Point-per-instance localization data
=-=-=-=-=
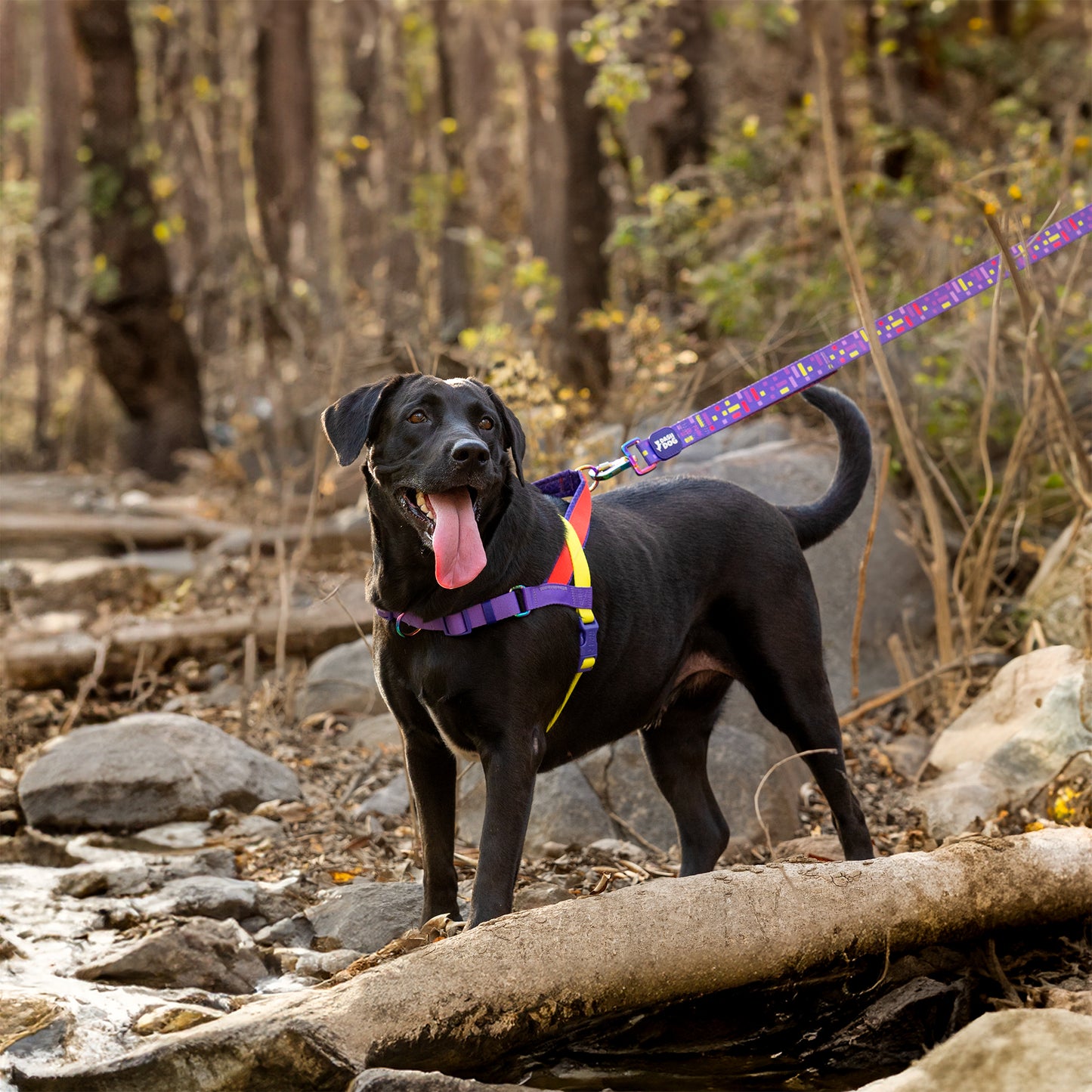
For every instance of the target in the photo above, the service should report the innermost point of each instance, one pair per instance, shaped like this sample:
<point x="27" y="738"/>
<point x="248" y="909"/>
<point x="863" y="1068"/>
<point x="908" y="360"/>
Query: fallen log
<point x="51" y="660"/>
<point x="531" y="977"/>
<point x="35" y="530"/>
=-=-=-=-=
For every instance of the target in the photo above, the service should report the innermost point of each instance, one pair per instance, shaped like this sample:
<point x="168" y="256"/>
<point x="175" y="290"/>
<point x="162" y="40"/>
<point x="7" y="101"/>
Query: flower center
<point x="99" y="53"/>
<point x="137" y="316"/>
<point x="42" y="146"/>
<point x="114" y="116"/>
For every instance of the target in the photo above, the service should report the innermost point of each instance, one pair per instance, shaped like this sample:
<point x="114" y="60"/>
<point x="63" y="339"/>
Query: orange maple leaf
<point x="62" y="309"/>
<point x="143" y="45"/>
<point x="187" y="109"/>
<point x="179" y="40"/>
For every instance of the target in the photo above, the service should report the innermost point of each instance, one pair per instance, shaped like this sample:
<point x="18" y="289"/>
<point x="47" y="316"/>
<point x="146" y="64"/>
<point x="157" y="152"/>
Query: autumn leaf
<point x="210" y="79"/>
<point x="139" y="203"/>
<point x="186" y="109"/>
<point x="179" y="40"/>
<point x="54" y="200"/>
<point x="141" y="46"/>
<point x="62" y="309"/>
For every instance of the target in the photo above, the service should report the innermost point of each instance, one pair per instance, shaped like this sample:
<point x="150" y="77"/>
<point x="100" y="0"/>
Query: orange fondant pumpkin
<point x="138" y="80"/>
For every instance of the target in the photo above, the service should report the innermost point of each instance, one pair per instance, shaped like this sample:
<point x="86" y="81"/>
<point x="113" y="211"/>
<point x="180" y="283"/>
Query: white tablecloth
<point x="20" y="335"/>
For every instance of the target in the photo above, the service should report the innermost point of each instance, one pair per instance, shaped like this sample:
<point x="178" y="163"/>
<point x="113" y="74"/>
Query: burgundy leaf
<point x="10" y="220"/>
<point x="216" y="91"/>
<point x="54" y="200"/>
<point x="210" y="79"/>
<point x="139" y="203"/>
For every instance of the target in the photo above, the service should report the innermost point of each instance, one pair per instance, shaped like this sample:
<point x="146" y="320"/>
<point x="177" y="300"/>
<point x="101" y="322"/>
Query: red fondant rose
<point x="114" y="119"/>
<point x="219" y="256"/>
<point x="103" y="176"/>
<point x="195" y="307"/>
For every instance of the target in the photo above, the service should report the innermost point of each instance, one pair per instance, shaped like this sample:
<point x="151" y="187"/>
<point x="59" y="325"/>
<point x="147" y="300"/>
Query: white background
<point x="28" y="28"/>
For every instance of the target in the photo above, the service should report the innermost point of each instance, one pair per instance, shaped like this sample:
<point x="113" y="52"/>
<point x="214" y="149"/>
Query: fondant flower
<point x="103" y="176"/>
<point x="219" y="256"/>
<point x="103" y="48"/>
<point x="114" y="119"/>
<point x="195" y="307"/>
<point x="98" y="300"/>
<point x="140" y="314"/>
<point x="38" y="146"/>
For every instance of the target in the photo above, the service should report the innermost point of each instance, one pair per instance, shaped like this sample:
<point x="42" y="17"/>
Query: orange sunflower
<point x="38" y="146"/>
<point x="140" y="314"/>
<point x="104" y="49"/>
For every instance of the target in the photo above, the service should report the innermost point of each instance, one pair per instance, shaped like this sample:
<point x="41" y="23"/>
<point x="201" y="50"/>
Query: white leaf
=-=-=-=-=
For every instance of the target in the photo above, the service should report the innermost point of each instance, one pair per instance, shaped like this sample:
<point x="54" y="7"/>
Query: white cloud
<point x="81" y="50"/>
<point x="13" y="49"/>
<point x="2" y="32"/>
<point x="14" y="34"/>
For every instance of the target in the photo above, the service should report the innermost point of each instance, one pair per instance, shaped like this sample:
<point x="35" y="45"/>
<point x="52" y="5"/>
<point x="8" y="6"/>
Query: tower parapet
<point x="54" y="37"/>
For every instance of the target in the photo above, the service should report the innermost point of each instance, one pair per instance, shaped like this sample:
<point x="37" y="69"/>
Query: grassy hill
=-=-=-=-=
**Your task**
There is a line with "Query: red fondant rose" and a line with "Query: white leaf" above. Copy exactly those two lines and all lines between them, with nothing else.

**Task output**
Query: red fondant rose
<point x="114" y="119"/>
<point x="219" y="256"/>
<point x="103" y="176"/>
<point x="195" y="307"/>
For every instance of the target in the photo above, the service should report the innermost point of each instance, one pair per instance, shaped like this sample:
<point x="151" y="187"/>
<point x="59" y="325"/>
<point x="147" y="300"/>
Query: white background
<point x="28" y="28"/>
For every instance of the target in the photo above, the service should report the innermost point of each instance, one pair per instance, shaped like this sample:
<point x="113" y="52"/>
<point x="214" y="149"/>
Query: fondant flower
<point x="103" y="176"/>
<point x="219" y="256"/>
<point x="103" y="48"/>
<point x="114" y="119"/>
<point x="195" y="307"/>
<point x="98" y="300"/>
<point x="140" y="314"/>
<point x="38" y="146"/>
For every instance of the target in the photo above, the service should report the innermost point of each instance, one pair per instance, shaped like this sample:
<point x="42" y="17"/>
Query: orange sunflower
<point x="38" y="146"/>
<point x="140" y="314"/>
<point x="104" y="49"/>
For every instance of the target in the photo above, the service should report the innermost point of each instance, one pair per instance, shaped like this sample:
<point x="41" y="23"/>
<point x="201" y="50"/>
Query: white leaf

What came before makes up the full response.